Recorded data

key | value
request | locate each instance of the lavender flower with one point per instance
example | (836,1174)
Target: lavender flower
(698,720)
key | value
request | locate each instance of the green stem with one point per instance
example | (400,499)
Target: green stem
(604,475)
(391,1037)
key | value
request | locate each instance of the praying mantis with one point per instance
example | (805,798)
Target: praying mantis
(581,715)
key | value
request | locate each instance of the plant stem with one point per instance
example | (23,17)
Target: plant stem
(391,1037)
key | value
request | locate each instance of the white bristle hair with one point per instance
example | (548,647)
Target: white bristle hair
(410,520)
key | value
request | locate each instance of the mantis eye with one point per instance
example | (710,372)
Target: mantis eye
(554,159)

■ **What this task involves**: Your task is to quote the listing above word for word.

■ **Solution to this task**:
key | value
request | locate each instance of the lavender flower with one point per instance
example | (836,1174)
Target: lavender flower
(698,720)
key | value
request | locate each instance of the green stem with one point per instance
example | (400,499)
Target: green stem
(604,475)
(391,1037)
key | value
request | locate each instance of the praying mantis with one point per instance
example | (805,798)
Target: praying mantis
(581,715)
key | value
request | locate each instance of the plant stem with one point per instance
example | (23,17)
Target: plant stem
(391,1037)
key | value
request | locate each instance of the white bristle hair with one point per instance
example | (548,647)
Target: white bristle hair
(410,520)
key | value
request | locate each instance of the mantis eye with one point per instance
example | (710,372)
Target: mantis eye
(554,159)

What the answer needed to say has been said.